# Written instruction
Convert everything in the records below from the line containing "Pick out one point on every instance of the whisker" down to the line containing "[(859, 153)]" into a Markdown table with the columns Row and Line, numbering each row and leaving out any blank lines.

# Data for this exercise
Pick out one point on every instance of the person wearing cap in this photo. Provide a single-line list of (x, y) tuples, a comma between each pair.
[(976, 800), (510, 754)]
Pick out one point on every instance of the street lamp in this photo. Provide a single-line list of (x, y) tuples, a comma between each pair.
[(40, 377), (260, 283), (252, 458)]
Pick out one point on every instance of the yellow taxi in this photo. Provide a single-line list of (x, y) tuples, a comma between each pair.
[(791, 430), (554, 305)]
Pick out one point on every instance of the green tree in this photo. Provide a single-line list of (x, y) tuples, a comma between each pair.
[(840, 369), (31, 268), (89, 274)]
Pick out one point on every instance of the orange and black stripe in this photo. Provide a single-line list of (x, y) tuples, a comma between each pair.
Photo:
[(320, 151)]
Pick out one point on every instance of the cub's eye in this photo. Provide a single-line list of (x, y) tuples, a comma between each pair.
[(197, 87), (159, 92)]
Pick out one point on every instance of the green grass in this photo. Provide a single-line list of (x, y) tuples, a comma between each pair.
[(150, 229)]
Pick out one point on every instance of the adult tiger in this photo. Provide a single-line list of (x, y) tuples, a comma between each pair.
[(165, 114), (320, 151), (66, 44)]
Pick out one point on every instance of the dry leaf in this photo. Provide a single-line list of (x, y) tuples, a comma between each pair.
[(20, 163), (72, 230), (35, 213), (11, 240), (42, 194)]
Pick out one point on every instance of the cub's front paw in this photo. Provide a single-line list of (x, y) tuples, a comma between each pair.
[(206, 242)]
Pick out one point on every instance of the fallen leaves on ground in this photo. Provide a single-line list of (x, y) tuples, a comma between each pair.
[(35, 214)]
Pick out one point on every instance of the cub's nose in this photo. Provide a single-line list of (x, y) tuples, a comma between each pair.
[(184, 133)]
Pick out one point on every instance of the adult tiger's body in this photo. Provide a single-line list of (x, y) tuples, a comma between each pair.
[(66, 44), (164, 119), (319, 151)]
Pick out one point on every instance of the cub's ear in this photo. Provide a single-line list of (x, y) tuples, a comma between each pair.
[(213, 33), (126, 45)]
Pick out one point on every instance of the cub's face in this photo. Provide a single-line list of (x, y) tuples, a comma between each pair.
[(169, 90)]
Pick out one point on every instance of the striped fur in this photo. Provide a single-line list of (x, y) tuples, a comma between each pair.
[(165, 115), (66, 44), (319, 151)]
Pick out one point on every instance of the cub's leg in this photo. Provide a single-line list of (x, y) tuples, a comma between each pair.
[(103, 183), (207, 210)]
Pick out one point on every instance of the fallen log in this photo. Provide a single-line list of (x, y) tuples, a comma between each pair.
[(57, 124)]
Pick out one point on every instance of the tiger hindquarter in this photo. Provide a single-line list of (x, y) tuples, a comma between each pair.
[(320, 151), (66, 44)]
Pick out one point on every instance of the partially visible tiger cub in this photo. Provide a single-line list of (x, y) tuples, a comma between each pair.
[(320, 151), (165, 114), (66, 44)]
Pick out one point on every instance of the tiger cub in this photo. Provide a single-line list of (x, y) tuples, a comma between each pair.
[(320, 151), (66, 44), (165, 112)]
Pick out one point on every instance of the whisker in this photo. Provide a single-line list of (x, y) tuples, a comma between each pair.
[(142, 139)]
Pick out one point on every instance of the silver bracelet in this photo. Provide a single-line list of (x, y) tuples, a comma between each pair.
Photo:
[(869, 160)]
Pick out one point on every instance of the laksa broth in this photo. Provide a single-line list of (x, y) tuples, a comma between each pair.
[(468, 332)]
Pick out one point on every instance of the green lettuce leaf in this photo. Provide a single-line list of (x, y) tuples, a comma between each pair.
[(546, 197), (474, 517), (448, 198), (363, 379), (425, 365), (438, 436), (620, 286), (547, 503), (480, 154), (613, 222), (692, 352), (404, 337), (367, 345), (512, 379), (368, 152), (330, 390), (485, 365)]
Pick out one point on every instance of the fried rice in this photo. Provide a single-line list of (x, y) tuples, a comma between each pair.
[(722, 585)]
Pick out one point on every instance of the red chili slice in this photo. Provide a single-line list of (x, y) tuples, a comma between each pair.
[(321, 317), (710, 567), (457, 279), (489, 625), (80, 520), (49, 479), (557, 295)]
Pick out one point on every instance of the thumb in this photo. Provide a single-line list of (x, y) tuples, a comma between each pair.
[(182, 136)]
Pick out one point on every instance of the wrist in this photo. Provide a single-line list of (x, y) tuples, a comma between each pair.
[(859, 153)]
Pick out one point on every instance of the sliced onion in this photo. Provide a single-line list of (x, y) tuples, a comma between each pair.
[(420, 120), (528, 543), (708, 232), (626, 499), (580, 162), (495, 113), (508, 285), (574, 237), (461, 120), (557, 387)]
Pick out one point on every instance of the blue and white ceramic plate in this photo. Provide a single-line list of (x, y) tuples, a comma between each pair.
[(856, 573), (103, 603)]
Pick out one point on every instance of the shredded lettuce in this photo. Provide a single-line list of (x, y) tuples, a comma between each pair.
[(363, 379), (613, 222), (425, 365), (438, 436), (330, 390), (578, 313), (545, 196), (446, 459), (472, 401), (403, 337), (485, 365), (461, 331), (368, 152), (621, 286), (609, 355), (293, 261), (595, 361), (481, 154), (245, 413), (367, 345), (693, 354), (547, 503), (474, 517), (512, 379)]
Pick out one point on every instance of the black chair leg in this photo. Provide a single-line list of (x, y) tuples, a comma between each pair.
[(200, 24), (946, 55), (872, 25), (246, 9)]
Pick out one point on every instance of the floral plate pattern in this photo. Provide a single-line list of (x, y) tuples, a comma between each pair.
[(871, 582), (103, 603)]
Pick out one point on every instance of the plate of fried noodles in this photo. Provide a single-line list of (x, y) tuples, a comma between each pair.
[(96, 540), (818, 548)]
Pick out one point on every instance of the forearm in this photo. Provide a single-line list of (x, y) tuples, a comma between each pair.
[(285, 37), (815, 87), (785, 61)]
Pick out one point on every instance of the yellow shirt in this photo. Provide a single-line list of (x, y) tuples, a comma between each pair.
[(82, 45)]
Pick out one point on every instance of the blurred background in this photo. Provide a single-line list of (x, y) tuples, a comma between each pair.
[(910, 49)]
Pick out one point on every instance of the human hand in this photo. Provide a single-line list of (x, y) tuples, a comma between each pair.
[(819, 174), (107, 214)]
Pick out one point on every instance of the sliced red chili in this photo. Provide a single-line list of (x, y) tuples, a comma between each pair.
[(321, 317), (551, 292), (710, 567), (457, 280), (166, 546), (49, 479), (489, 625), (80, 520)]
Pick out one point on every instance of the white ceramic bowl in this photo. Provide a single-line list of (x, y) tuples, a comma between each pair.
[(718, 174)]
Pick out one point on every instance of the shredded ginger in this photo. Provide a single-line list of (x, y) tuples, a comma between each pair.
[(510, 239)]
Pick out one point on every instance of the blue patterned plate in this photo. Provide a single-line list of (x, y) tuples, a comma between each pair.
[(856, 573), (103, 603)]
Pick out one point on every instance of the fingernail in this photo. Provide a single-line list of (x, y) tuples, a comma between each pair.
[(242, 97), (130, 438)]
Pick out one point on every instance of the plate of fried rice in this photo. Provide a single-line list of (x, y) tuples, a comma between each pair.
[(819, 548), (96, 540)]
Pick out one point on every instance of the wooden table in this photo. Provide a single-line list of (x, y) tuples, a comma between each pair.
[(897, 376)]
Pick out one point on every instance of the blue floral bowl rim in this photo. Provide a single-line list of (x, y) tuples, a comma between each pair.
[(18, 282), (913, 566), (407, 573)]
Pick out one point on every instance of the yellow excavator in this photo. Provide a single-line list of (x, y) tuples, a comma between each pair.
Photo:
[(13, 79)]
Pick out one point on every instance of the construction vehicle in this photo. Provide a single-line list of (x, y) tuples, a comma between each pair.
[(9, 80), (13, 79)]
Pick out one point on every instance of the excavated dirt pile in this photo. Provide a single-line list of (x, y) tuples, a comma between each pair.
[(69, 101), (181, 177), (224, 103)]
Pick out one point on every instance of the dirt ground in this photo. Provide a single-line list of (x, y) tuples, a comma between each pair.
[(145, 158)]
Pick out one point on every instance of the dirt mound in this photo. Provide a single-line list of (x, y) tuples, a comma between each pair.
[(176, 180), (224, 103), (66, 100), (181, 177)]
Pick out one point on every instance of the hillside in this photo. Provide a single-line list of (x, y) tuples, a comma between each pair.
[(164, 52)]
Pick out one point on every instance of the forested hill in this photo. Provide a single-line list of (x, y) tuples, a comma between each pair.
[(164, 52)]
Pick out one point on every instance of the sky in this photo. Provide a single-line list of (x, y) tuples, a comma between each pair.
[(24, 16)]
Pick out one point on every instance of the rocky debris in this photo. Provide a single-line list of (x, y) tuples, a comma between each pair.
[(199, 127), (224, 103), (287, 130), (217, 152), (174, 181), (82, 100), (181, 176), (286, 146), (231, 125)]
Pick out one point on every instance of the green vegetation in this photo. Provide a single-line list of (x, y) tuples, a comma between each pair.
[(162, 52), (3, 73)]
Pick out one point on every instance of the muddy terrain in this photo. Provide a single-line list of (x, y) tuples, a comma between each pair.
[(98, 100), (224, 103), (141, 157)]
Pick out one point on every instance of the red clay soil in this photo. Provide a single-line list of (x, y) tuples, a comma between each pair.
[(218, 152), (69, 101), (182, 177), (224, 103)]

# Solution for this task
| Row | Line |
|---|---|
| 1 | Pick out one point on every instance of the whisker in this photo. Provide a single-line list of (x, y) tuples, a comma between each pair. |
| 2 | [(142, 139)] |
| 3 | Pick out one point on every instance of the silver bracelet in this photo. Provide a single-line list of (x, y) tuples, a comma between each pair. |
| 4 | Photo: |
| 5 | [(869, 160)] |
| 6 | Pick out one point on every instance of the laksa broth in this photo. Provide a single-line list of (x, y) tuples, a comma between each pair. |
| 7 | [(468, 332)] |
| 8 | Pick out one point on every instance of the green lettuce leaf in this photo. Provide a single-line list of (x, y) tuples, a comma between each pair. |
| 9 | [(546, 197), (474, 517), (448, 198), (363, 379), (425, 365), (438, 436), (620, 286), (547, 503), (480, 154), (613, 222), (692, 352), (404, 337), (367, 345), (512, 379), (368, 152), (330, 390), (485, 365)] |
| 10 | Pick out one point on every instance of the fried rice in this photo. Provide a single-line list of (x, y) tuples, a comma between each pair. |
| 11 | [(722, 585)] |
| 12 | Pick out one point on every instance of the red chili slice in this photo. Provide a single-line list of (x, y) tuples, a comma between each pair. |
| 13 | [(321, 317), (710, 567), (457, 279), (489, 625), (80, 520), (49, 479), (557, 295)] |
| 14 | Pick out one point on every instance of the thumb in this photo. Provide a single-line list of (x, y) tuples, a comma between each pair. |
| 15 | [(182, 136)] |
| 16 | Pick out one point on every instance of the wrist in this photo. Provide a single-line list of (x, y) tuples, a comma between each pair. |
| 17 | [(859, 153)] |